Record list -
----

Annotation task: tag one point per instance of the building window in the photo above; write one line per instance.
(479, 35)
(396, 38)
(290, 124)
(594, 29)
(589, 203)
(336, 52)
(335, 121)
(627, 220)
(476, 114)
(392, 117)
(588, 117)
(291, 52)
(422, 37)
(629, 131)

----

Rewrite the records with "building window" changed to "window" and everything else left as it is.

Correct answer -
Annotation task: tag one point per instance of the window in the photo above; write one line per instance.
(479, 35)
(396, 38)
(290, 124)
(594, 29)
(589, 203)
(336, 52)
(335, 121)
(627, 220)
(476, 114)
(392, 117)
(588, 117)
(291, 52)
(422, 37)
(629, 131)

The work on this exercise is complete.